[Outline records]
-----

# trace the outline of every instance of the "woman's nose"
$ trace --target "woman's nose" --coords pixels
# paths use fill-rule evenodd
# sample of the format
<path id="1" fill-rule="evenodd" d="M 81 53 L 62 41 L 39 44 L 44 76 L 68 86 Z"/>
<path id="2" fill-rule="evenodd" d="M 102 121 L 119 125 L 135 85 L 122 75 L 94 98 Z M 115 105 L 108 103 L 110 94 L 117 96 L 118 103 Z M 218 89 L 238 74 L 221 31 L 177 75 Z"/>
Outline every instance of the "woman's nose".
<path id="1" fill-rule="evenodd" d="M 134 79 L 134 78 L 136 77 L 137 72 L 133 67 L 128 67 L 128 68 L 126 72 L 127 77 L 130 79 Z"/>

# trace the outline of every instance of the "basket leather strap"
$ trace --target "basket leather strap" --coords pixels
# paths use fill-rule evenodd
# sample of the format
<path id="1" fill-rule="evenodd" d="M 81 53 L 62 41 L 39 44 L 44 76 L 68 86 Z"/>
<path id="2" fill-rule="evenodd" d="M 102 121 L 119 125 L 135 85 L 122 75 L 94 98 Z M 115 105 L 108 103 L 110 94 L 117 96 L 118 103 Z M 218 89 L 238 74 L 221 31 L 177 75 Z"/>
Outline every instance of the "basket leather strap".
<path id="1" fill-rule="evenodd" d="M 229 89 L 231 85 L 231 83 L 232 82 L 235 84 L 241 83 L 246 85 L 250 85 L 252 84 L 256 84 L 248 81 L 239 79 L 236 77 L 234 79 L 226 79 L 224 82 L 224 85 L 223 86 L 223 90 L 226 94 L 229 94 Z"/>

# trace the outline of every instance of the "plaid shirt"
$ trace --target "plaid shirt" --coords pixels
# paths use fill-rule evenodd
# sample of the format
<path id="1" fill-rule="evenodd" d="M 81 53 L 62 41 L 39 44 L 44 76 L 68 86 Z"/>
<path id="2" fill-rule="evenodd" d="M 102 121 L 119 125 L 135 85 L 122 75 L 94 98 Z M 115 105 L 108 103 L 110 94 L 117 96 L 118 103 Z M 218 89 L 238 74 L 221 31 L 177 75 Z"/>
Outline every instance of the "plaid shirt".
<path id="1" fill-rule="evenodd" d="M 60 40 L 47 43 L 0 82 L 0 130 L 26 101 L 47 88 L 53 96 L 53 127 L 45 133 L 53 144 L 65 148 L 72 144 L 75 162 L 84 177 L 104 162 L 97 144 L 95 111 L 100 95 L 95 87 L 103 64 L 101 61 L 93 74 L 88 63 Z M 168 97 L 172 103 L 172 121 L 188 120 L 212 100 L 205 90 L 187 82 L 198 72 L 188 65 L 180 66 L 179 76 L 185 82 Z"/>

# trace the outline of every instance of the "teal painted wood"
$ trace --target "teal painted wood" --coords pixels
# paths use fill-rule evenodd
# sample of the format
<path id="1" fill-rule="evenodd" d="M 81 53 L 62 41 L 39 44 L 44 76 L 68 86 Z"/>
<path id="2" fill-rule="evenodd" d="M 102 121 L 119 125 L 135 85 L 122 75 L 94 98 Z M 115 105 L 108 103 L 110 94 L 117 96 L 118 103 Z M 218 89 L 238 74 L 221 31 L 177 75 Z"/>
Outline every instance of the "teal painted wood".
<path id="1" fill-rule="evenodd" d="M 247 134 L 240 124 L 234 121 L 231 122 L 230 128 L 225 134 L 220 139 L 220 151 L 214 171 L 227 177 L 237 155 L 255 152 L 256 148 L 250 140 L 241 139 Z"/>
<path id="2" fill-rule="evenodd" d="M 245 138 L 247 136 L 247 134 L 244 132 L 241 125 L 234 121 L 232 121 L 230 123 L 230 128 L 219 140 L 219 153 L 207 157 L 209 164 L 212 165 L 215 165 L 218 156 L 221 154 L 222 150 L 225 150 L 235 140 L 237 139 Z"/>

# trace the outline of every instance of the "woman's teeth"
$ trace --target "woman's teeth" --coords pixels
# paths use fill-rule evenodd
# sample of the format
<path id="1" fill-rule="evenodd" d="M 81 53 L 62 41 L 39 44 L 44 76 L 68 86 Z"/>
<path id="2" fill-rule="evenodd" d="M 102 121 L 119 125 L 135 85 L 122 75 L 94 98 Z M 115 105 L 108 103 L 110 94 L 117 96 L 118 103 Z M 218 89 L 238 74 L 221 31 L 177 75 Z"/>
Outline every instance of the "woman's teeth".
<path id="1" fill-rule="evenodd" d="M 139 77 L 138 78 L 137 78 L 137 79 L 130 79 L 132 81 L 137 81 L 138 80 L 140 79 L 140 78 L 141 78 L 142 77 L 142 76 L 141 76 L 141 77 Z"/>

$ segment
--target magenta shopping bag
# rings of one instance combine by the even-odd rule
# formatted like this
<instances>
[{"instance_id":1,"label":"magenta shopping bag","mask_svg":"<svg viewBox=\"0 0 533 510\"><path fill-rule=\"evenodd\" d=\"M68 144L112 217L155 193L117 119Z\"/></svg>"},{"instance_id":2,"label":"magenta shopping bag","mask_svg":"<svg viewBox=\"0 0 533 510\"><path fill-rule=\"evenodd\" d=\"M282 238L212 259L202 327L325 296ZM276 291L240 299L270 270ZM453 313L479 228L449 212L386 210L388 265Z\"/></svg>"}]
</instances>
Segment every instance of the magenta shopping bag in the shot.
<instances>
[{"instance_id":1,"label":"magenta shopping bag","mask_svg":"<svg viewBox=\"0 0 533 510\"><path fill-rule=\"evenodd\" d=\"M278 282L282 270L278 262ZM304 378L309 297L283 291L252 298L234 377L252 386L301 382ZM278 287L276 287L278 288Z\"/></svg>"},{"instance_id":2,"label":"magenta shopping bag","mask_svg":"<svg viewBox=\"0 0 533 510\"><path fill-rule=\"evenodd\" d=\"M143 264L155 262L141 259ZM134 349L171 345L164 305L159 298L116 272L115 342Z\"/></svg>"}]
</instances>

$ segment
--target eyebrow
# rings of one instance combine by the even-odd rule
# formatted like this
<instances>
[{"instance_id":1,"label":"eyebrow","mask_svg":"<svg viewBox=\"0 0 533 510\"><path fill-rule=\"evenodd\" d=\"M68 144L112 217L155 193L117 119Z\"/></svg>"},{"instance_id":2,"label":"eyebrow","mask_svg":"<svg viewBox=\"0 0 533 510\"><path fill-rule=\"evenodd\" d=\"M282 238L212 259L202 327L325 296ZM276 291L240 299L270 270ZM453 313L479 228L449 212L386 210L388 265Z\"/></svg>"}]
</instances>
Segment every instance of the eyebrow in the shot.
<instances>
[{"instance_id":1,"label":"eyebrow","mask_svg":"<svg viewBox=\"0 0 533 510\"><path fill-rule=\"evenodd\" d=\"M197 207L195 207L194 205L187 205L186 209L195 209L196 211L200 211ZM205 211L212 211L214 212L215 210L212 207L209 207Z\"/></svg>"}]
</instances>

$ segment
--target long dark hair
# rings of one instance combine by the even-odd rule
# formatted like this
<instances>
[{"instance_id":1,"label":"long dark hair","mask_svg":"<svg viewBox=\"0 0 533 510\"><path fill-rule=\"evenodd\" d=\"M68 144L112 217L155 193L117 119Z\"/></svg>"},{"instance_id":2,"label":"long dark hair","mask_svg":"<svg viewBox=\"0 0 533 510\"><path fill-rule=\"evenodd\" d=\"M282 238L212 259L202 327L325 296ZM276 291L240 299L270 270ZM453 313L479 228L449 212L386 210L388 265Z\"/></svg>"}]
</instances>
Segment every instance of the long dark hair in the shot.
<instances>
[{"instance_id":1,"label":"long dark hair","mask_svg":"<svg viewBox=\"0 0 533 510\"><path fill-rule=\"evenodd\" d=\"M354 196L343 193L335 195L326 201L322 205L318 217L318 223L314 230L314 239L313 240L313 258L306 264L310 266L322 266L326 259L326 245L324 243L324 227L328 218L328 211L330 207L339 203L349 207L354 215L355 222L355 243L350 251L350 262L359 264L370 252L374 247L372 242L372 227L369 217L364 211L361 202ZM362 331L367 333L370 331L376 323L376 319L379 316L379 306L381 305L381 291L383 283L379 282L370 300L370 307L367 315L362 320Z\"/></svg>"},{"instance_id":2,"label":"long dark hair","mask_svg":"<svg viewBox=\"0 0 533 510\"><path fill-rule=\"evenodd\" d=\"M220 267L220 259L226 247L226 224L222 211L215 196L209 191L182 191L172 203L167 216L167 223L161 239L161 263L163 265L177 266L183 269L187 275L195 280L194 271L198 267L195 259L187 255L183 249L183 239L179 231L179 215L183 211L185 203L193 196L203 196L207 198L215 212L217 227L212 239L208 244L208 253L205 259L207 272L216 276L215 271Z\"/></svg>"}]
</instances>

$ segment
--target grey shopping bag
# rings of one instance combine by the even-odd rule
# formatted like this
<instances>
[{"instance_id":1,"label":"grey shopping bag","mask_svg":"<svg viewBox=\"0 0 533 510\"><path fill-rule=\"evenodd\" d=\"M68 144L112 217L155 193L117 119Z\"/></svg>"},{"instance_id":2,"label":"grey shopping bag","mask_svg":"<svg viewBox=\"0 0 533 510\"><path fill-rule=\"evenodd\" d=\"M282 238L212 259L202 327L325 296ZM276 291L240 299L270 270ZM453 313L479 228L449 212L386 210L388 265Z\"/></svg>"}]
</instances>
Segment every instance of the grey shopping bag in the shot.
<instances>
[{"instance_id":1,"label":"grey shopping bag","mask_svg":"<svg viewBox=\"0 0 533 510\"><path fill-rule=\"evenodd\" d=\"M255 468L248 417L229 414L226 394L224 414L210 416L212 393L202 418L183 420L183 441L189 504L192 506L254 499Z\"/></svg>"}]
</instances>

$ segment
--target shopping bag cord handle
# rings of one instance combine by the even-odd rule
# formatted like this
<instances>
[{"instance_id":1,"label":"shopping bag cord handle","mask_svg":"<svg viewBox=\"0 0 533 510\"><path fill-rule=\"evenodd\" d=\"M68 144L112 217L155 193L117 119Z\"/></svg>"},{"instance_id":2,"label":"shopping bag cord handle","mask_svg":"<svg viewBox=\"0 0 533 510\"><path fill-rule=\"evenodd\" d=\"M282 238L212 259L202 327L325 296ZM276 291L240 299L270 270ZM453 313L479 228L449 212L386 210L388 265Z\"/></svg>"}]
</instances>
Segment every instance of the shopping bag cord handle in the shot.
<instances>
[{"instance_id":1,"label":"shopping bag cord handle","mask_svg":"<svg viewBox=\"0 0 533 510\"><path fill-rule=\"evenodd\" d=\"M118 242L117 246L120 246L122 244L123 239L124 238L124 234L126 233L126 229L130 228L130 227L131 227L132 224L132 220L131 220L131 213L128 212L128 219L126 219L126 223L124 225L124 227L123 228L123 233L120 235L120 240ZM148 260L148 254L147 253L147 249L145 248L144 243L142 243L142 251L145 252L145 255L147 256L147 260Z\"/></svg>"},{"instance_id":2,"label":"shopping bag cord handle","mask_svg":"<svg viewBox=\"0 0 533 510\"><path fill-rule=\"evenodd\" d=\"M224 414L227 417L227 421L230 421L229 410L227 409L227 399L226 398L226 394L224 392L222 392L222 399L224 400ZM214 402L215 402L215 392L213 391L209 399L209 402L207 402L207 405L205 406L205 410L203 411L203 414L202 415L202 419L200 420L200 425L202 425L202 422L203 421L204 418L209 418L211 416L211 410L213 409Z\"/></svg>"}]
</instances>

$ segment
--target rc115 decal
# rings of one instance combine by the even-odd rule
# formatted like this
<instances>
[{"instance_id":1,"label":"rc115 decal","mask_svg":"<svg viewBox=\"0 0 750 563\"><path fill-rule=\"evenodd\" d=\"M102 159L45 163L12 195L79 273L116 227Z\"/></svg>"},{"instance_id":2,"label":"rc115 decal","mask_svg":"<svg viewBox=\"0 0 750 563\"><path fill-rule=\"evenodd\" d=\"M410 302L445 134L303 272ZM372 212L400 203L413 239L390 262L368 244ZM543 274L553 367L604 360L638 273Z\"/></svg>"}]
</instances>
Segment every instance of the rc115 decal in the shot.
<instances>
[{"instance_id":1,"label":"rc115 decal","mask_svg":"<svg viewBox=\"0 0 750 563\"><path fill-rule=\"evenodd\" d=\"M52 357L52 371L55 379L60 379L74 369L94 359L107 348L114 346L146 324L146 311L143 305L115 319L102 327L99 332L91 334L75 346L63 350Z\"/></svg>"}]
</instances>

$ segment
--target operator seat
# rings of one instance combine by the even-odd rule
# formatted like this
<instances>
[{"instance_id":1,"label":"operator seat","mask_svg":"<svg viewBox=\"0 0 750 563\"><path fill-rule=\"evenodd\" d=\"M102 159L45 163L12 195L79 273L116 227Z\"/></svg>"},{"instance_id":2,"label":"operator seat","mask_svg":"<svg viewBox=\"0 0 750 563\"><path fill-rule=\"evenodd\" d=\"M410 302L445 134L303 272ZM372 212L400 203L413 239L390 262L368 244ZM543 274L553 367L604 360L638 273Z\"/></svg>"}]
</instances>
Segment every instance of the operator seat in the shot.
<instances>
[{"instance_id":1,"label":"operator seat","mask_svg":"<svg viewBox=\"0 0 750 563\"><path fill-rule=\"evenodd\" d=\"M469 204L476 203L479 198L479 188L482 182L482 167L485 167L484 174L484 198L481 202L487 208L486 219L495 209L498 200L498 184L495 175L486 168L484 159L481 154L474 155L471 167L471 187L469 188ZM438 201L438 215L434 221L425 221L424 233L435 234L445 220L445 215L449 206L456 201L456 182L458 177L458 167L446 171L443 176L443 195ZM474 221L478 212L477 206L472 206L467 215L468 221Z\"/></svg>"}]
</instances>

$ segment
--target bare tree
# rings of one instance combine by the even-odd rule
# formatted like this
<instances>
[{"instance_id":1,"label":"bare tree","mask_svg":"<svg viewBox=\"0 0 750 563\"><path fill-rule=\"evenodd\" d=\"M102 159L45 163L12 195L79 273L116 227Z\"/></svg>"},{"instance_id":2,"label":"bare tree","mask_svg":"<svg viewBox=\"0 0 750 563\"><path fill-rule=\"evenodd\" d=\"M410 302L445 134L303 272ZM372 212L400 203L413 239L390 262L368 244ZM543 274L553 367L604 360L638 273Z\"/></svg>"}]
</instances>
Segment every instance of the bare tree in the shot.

-----

**WHAT TO WORK ON**.
Render the lines from the start of the outline records through the one containing "134 79 L 134", inclusive, as a Markdown table with columns Index and Line. Number each line and skip blank lines.

**EXPECTED ANSWER**.
| Index | Line |
|---|---|
| 1 | # trace the outline of every instance of the "woman's nose" |
| 2 | $ trace --target "woman's nose" --coords pixels |
| 3 | # paths use fill-rule evenodd |
| 4 | # sample of the format |
| 5 | <path id="1" fill-rule="evenodd" d="M 81 53 L 62 41 L 39 44 L 44 76 L 68 86 Z"/> |
| 6 | <path id="2" fill-rule="evenodd" d="M 102 121 L 119 125 L 135 85 L 122 75 L 94 98 Z M 115 105 L 108 103 L 110 94 L 117 96 L 118 103 Z M 218 89 L 238 74 L 221 31 L 177 75 Z"/> |
| 7 | Outline every instance of the "woman's nose". |
| 8 | <path id="1" fill-rule="evenodd" d="M 134 79 L 134 78 L 136 77 L 137 72 L 133 67 L 128 67 L 128 68 L 126 72 L 127 77 L 130 79 Z"/> |